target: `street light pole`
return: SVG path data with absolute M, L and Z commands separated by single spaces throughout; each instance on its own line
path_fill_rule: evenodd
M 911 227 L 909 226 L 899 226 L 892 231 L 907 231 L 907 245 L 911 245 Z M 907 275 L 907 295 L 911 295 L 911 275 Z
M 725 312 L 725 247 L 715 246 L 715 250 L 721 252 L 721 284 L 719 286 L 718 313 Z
--
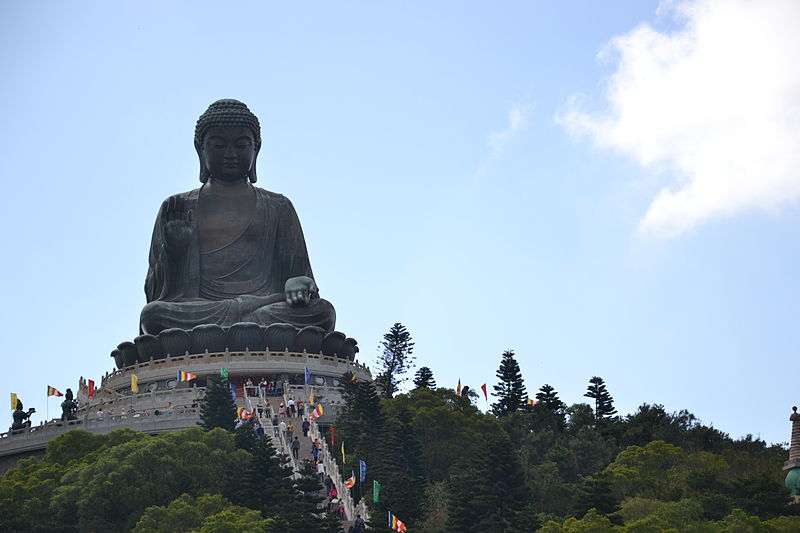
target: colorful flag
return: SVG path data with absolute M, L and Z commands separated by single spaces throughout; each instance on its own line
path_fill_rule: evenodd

## Task brief
Going through the entries above, count the lines that include "target" and state only the result.

## Written answer
2